> **Activity**:
In the data below, find the line that contains "Target: polytunnel" and the line that contains "column 225, row 73". Copy both, plus every line between them, exactly.

> **Material for this exercise**:
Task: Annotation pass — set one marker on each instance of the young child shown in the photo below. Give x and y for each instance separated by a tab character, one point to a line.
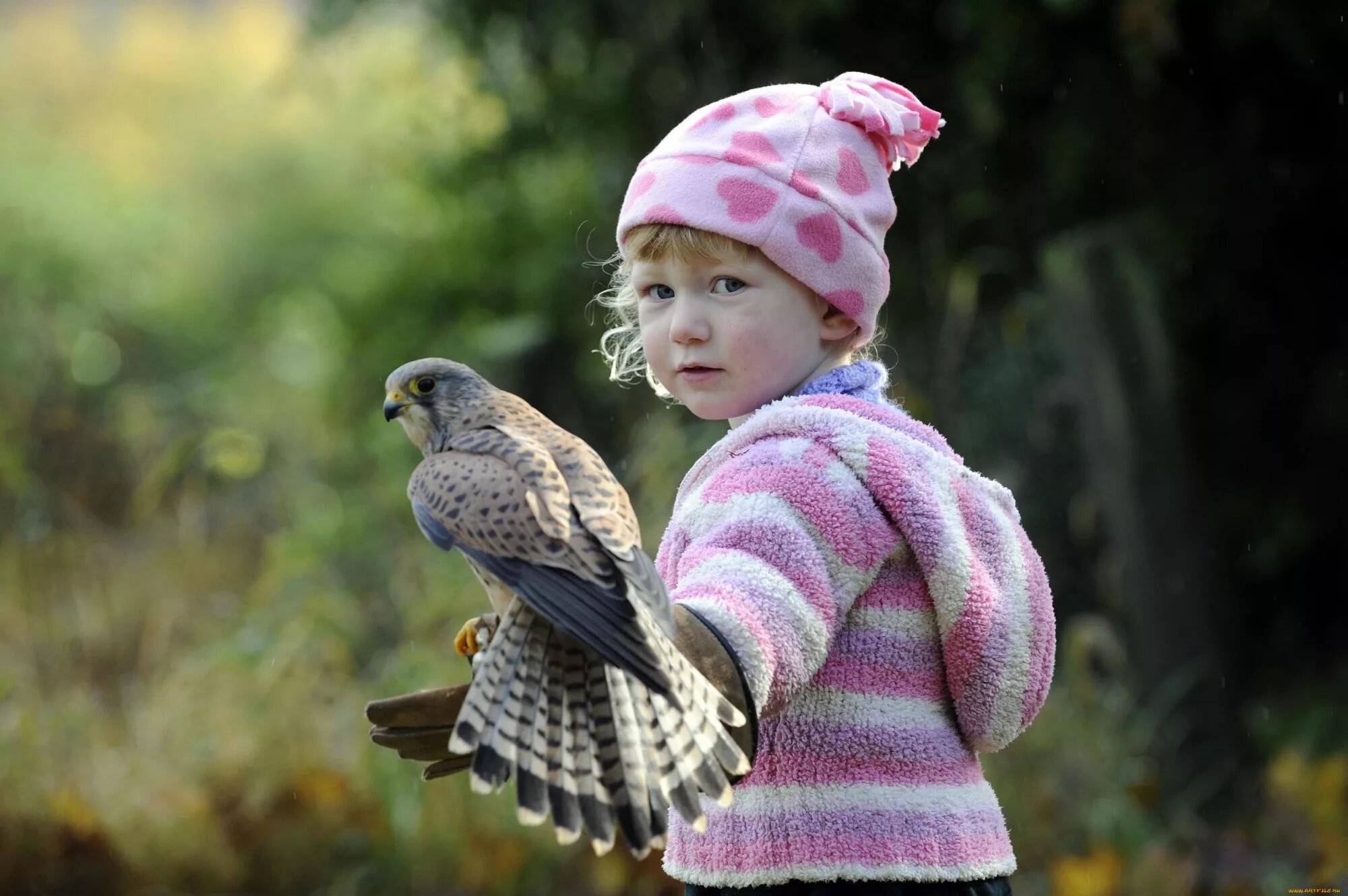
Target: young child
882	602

==

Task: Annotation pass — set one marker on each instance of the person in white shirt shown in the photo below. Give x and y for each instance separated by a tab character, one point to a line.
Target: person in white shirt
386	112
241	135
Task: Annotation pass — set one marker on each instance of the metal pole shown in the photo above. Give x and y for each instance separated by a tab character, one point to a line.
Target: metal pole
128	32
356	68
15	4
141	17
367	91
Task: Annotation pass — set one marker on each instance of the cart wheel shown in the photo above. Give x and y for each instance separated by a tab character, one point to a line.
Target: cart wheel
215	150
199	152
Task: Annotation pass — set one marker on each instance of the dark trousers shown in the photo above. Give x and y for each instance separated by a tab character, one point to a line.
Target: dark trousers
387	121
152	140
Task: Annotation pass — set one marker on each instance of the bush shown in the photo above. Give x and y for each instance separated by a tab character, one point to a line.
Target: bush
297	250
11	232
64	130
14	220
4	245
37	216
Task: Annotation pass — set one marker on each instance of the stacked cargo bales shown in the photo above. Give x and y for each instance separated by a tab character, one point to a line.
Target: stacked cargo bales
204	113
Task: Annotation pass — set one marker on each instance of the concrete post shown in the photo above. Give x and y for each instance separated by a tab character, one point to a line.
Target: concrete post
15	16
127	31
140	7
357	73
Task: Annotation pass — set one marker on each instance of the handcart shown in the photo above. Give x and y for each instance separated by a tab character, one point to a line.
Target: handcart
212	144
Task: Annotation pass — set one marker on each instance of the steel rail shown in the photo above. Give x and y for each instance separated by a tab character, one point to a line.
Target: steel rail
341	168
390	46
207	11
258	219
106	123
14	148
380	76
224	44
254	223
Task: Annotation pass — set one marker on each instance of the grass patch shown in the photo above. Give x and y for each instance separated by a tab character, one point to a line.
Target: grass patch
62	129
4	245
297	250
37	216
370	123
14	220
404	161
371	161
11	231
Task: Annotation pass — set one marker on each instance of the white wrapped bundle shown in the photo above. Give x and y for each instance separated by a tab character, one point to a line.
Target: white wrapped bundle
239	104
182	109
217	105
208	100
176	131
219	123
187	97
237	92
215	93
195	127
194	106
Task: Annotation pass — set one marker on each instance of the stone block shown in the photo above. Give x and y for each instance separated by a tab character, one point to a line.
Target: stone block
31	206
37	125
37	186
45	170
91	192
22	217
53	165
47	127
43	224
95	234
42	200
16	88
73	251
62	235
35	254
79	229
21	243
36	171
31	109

==

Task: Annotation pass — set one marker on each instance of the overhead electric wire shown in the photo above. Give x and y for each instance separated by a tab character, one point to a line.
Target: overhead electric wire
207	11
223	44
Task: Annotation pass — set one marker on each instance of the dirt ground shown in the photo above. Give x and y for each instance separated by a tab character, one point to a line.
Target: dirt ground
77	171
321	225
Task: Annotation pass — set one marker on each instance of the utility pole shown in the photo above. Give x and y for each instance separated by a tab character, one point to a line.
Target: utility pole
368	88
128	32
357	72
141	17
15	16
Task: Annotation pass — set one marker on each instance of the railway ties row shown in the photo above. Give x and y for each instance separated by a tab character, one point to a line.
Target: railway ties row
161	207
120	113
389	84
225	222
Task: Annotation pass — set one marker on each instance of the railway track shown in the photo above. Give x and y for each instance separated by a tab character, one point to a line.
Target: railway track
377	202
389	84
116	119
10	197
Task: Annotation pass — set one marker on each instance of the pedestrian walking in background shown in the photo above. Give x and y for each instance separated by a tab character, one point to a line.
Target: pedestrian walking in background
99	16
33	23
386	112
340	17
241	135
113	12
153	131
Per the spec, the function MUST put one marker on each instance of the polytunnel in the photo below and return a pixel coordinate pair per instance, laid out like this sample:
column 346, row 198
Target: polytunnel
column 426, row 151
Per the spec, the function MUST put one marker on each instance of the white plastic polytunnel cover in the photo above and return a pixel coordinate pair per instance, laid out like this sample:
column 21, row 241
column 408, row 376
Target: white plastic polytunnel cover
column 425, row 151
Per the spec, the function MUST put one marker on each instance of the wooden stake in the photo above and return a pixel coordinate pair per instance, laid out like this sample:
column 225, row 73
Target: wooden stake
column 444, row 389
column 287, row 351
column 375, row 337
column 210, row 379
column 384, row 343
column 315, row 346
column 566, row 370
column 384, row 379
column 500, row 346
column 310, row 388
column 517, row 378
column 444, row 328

> **Result of the task**:
Target: polytunnel
column 426, row 151
Per the spec, the function MUST put one marker on each instance of the white plastic polytunnel cover in the photo above and return a pixel coordinate pair per instance, laid out like this sample:
column 21, row 241
column 408, row 376
Target: white plastic polytunnel cover
column 425, row 151
Per the spec, the function MUST put one marker on each instance of the wooden stake in the photo above and return a pixel coordinate pair per instance, laid out like this sample:
column 225, row 73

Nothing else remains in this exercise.